Given passage:
--- --- ---
Q: Separate column containing some missing values

I have a dataframe with three columns: df.location with comma-separated longitude-latitude coordinates in string form, df.target, a target variable with integers between 1 and 5 in currently formatted as floats, and df.null, a column that's mostly nan but also has a mix of latitude-longitude coordinates and floats between 1 and 5.

Here's an example df:

df = pd.DataFrame(
      {'target': {0: nan, 1: nan, 2: nan, 3: nan, 4: nan, 5: 4.0, 6: 5.0, 7: 4.0, 8: 4.0, 9: 4.0},
       'location': {0: nan, 1: nan, 2: nan, 3: nan, 4: nan, 5: '41.69230795,-72.26691314', 6: '41.70631764,-70.2868794', 7: '41.70687995,-70.28684036', 8: '41.70598417,-70.28671793', 9: '41.69220757,-70.26687248'},
       'null': {0: '41.70477575,-70.28844073', 1: '2', 2: '41.70637091,-70.28704334', 3: '4', 4: '3', 5: nan, 6: nan, 7: nan, 8: nan, 9: nan}
      }
)

For every row where there's a non-missing value in df.null, the values in df.target and df.location are missing. (I have no idea how this came about, but I check the raw JSON I read into the Pandas Dataframe, and sure enough this null key pops up frequently when location and target are missing.) Here's a screenshot of a Seaborn heatmap from my Jupyter Notebook to illustrate:

screenshot

Is it safe to assume some or all of the missing values in df.location and df.target are in df.null? If so, how to do move these values into the appropriate column based on whether they're the lat-lon strings or target floats?
--- --- ---
Dataset extract:
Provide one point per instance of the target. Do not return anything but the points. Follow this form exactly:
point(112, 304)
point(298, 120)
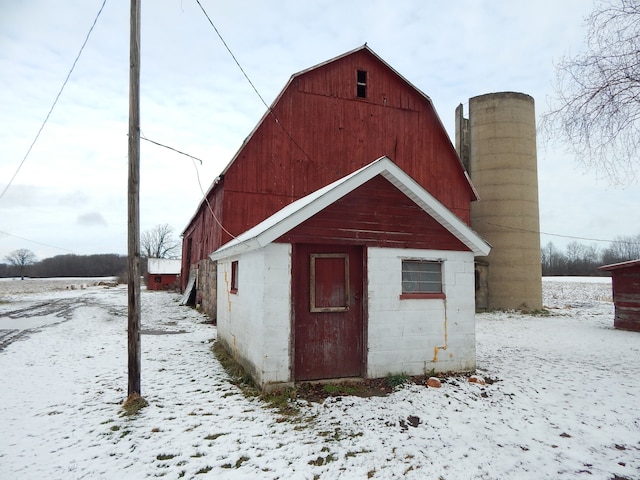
--- --- ---
Problem set:
A – In the pandas question, what source did the writer check to confirm that the null key appears when location and target are missing?
B – Copy the pandas question word for word from "Is it safe to" to "or target floats?".

The solutions:
A – The raw JSON that was read into the Pandas DataFrame.

B –
Is it safe to assume some or all of the missing values in df.location and df.target are in df.null? If so, how to do move these values into the appropriate column based on whether they're the lat-lon strings or target floats?